- Selected passage
--*--

High Availability

This guide covers high availability considerations for each flexFS component. FlexFS is designed so that most component failures are either tolerated gracefully or recoverable with minimal downtime.

Admin Server

The admin server (admin.flexfs or free.flexfs) is queried at mount time for volume settings and periodically for auto-updates. It is not on the data path during normal filesystem operations.

Impact of failure: Active mounts continue operating. New mounts and credential initialization will fail. Auto-updates pause until the server returns.

Recommendations:

Run on a reliable host with systemd Restart=always configured.
Back up the admin database directory regularly.
The admin server is a single instance per deployment. For HA, use VM-level redundancy (e.g., auto-restart, warm standby).

Metadata Server

The metadata server (meta.flexfs) is on the critical path for all filesystem operations. Every file open, directory listing, and attribute lookup goes through it.

Impact of failure: Active mounts become unresponsive. Mount clients will retry and reconnect automatically when the server returns. No data is lost — all metadata is persisted to disk.

Recommendations:

Run on high-reliability infrastructure with local SSD storage.
Configure systemd with Restart=always.
Enable --sync for crash durability at the cost of write performance.
Back up the database folder regularly. The metadata database supports online backup.
Consider separate metadata servers for separate volume groups to limit blast radius.

Proxy Servers

Proxy servers (proxy.flexfs) are on the read path but are not required for correctness.

Impact of failure: Mount clients automatically fall back to direct object storage access. Reads continue without interruption, though with higher latency for uncached blocks.

Recommendations:

Deploy multiple proxy servers per proxy group for redundancy.
Rendezvous hashing redistributes blocks when a proxy leaves the group.
Dynamic membership allows adding replacement proxies without restarting mounts.
Monitor cache hit rates and disk usage via the proxy’s /metrics endpoint.

Mount Client

The mount client (mount.flexfs) runs as a daemon on each compute host.

Impact of failure: The mount point becomes stale (“transport endpoint not connected”). The mount.flexfs start command detects stale mounts and cleans them up automatically.

Recommendations:

Use fstab entries with _netdev and nofail for automatic remounting.
The auto-update mechanism performs seamless FUSE session handoff, so updates do not cause mount interruptions.
For containerized workloads, the CSI driver manages mount lifecycle automatically.

Object Storage

Object storage (S3, GCS, Azure Blob, OCI) provides the durability layer for block data.

Impact of failure: Reads and writes to blocks will fail. This is catastrophic but exceedingly rare — cloud object storage services offer 99.99%+ availability SLAs.

--*--

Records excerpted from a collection
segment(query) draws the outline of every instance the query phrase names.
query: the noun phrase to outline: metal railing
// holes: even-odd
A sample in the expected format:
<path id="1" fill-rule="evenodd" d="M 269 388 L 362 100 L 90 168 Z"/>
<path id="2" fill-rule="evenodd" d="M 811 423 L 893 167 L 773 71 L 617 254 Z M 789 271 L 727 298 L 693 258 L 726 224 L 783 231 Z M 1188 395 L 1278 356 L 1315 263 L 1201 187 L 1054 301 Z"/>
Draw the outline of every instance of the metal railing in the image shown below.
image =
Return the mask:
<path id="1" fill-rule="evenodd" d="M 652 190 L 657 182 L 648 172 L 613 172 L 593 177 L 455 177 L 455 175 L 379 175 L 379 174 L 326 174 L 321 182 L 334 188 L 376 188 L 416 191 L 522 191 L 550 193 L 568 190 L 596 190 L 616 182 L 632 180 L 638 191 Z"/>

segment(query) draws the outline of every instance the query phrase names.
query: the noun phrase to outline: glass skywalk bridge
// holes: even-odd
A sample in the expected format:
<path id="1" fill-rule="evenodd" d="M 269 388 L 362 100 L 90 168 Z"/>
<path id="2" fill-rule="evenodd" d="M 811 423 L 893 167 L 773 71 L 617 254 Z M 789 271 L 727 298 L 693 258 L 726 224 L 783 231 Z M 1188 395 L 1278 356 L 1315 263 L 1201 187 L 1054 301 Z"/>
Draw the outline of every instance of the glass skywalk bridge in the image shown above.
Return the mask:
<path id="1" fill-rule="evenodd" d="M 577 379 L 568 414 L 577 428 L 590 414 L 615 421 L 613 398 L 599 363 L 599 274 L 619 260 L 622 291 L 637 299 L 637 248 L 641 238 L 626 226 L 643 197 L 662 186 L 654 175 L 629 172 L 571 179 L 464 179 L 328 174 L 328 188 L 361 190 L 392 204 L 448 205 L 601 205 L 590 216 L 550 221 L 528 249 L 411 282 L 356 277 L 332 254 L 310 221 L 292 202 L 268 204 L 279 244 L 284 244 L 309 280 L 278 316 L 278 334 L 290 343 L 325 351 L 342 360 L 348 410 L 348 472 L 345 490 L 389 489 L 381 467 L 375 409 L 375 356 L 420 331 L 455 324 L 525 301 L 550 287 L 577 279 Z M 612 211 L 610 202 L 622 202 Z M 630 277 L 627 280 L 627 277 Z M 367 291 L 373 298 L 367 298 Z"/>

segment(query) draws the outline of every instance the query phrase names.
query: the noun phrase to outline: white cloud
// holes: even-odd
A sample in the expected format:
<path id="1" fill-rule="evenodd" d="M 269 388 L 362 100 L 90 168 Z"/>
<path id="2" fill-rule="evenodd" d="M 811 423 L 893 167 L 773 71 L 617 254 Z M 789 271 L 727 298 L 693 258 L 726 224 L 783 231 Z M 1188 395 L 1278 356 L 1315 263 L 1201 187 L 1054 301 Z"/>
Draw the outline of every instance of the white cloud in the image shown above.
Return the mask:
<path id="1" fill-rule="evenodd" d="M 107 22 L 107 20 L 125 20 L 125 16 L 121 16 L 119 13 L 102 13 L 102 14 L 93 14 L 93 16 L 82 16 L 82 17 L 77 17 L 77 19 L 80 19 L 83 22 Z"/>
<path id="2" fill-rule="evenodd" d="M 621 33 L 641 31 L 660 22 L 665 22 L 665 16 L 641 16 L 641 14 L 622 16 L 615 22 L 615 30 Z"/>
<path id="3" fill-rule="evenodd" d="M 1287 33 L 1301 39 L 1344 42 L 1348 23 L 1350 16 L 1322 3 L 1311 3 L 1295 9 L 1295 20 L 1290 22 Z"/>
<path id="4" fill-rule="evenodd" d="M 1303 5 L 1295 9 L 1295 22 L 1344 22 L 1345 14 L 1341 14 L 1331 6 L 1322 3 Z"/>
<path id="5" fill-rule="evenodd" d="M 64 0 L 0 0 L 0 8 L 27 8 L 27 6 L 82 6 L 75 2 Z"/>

--*--

- Work to complete
**1.** Answer these questions from the flexFS high availability guide:
(a) What do mount clients do when proxy servers fail?
(b) Which two options should fstab entries include for the mount client?
(c) What availability do cloud object storage services offer in their SLAs?
**2.** Pick up the flexFS high availability guide after its final sentence and continue it.

- Responses in order
**1.**
(a) They automatically fall back to direct object storage access.
(b) _netdev and nofail.
(c) 99.99%+ availability.

**2.**
Recommendations:

Use the default storage class for your cloud provider.
Enable versioning on the bucket as a defense-in-depth measure.
Enable S3 server-side encryption (--sse) for at-rest protection.

Active-Passive Setup

For deployments requiring minimal downtime on the metadata server or admin server, an active-passive configuration can be used. In this setup, a standby instance is ready to take over if the primary fails. This approach applies to both meta.flexfs and admin.flexfs.

Shared storage approach

Both the active and passive nodes mount a shared block device (e.g., an EBS volume, Azure Managed Disk, or a SAN LUN) containing the service’s database folder. Only one node runs the service at a time. On failover, the shared storage is detached from the failed node, attached to the standby, and the service is started.

Replicated storage approach

Use a block-level replication solution (e.g., DRBD, or cloud-native disk replication) to mirror the database folder from the active node to the standby. On failover, the standby promotes its replica and starts the service.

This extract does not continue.